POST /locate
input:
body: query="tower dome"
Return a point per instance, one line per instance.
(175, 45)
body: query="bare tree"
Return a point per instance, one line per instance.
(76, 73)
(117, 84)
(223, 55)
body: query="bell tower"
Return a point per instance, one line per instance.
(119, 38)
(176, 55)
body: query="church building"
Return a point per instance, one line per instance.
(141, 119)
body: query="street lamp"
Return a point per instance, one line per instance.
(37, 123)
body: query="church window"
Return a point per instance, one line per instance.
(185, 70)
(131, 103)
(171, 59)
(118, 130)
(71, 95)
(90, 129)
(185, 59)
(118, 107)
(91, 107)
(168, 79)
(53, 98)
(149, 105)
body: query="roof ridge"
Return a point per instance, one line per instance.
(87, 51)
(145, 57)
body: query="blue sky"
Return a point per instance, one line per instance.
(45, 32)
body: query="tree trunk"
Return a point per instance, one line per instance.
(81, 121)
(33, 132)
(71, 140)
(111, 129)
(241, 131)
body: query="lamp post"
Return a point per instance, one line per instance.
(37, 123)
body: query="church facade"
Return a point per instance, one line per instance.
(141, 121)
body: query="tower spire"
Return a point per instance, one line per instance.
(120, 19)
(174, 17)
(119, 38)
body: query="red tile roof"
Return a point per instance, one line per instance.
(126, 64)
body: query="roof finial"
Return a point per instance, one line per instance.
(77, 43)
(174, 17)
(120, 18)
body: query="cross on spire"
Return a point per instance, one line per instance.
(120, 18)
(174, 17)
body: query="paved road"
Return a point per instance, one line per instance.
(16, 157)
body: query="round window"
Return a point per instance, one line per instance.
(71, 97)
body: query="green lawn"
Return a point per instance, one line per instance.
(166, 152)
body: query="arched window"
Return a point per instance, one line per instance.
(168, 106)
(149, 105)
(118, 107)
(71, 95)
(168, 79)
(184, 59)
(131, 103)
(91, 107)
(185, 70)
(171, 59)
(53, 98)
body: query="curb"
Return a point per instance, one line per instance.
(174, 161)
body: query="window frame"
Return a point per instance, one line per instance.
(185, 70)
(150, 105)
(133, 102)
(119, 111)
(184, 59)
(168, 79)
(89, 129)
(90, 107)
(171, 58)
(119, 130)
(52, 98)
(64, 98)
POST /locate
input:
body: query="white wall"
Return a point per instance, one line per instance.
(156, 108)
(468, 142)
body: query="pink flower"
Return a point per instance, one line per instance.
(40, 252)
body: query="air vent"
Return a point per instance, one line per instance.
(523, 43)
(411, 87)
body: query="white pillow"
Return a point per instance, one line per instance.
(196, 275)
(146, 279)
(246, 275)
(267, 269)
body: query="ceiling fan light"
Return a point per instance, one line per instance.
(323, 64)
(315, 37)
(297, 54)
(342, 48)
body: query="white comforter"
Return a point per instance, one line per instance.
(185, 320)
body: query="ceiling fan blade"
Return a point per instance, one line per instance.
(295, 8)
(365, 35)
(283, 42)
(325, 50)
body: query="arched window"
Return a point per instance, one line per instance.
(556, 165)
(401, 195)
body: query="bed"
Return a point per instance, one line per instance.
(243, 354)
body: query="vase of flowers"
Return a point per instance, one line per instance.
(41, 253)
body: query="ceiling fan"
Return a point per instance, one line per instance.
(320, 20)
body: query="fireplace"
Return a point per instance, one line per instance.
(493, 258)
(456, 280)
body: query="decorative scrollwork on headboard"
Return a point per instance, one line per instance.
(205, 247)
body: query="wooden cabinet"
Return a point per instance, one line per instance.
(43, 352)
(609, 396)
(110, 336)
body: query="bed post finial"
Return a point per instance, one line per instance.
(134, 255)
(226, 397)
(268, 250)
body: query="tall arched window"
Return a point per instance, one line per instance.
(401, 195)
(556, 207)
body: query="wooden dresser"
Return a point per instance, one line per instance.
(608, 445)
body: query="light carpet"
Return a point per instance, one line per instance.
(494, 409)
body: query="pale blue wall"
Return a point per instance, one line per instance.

________

Provide all the records again, word for word.

POST /locate
input:
body: query="tower dome"
Return a point per instance, one line per instance.
(175, 45)
body: query="bare tree"
Return a point per instance, one line per instance.
(76, 73)
(117, 84)
(223, 55)
body: query="bell tower"
Return a point per instance, one line per instance.
(119, 38)
(176, 55)
body: query="church building"
Return a point per instance, one line per instance.
(141, 119)
body: query="street lamp"
Return a point per instance, one line per instance.
(37, 123)
body: query="church window"
Return a point per instance, one line per instance.
(185, 70)
(131, 103)
(171, 59)
(118, 130)
(71, 95)
(90, 129)
(185, 59)
(118, 107)
(91, 107)
(168, 79)
(53, 98)
(149, 105)
body: query="roof ridge"
Return a point per instance, one line per instance.
(87, 51)
(145, 57)
body: query="blue sky"
Return a point per instance, one line per instance.
(45, 32)
body: query="tree trunk"
Return a point per instance, one line per instance.
(81, 121)
(33, 132)
(71, 140)
(111, 129)
(241, 131)
body: query="lamp post"
Return a point per instance, one line per instance.
(37, 123)
body: query="church facade"
Return a point per instance, one line per instance.
(141, 121)
body: query="tower spire"
Return a point per instance, one line per instance.
(120, 19)
(174, 17)
(119, 38)
body: query="red tile roof"
Return a point per instance, one line per instance.
(126, 64)
body: query="roof finial"
Return a point per instance, one line per instance.
(77, 43)
(174, 17)
(120, 18)
body: query="cross on spire"
Return a point per instance, one line per instance.
(120, 18)
(174, 17)
body: query="paved road"
Return a point per instance, one line per instance.
(16, 157)
body: query="round window"
Return a point per instance, one line per instance.
(71, 97)
body: query="green lawn"
Return a point per instance, one line per instance.
(166, 152)
body: query="arched window"
Return a point per instance, one line per instance.
(168, 106)
(149, 105)
(118, 107)
(71, 95)
(168, 79)
(184, 59)
(131, 103)
(91, 107)
(185, 70)
(171, 59)
(53, 98)
body: query="curb"
Return a point per instance, one line per instance.
(174, 161)
body: query="window frame"
Return a point per instance, one line per instance.
(185, 70)
(150, 105)
(133, 102)
(119, 111)
(184, 59)
(168, 79)
(89, 129)
(90, 107)
(171, 58)
(119, 130)
(52, 98)
(64, 98)
POST /locate
input:
body: query="white wall"
Return a point per instance, one line per instance.
(156, 108)
(468, 142)
body: query="pink flower"
Return a point per instance, one line per instance.
(40, 252)
body: query="air vent"
Return a point per instance, one line per instance.
(523, 43)
(411, 87)
body: query="white pillow"
Return a point per instance, one line per instance.
(196, 275)
(146, 279)
(246, 275)
(267, 269)
body: query="ceiling fan light"
Return a point per instance, one line per instance.
(323, 64)
(315, 37)
(297, 54)
(342, 48)
body: query="white comforter"
Return a point per instance, one line per instance.
(185, 320)
body: query="ceiling fan blade"
Return a point per instance, one line per instance.
(295, 8)
(365, 35)
(283, 42)
(325, 50)
body: query="arched window"
Return a point per instance, one line per instance.
(556, 165)
(401, 195)
body: query="bed"
Return a point per instance, one line per instance.
(243, 354)
body: query="vase of flowers"
Return a point per instance, one line per instance.
(41, 253)
body: query="ceiling fan"
Return a point per instance, one line per instance.
(320, 20)
body: query="fireplace"
Return a point per instance, one line per instance.
(493, 258)
(456, 280)
body: query="decorative scrollwork on headboard"
Return a point per instance, one line per instance.
(205, 247)
body: query="wooden cabinet"
Return a point per instance, one line per instance.
(43, 352)
(609, 396)
(110, 336)
body: query="bed post finial"
Return a point per instance, one line per instance.
(134, 255)
(226, 397)
(268, 250)
body: query="tall arched window"
Return a point per instance, one line per instance.
(401, 195)
(556, 207)
body: query="wooden dresser"
Return a point per instance, one line per instance.
(608, 445)
body: query="light carpet"
Return a point per instance, one line per instance.
(494, 409)
body: query="pale blue wall"
Return a point per instance, one line per instance.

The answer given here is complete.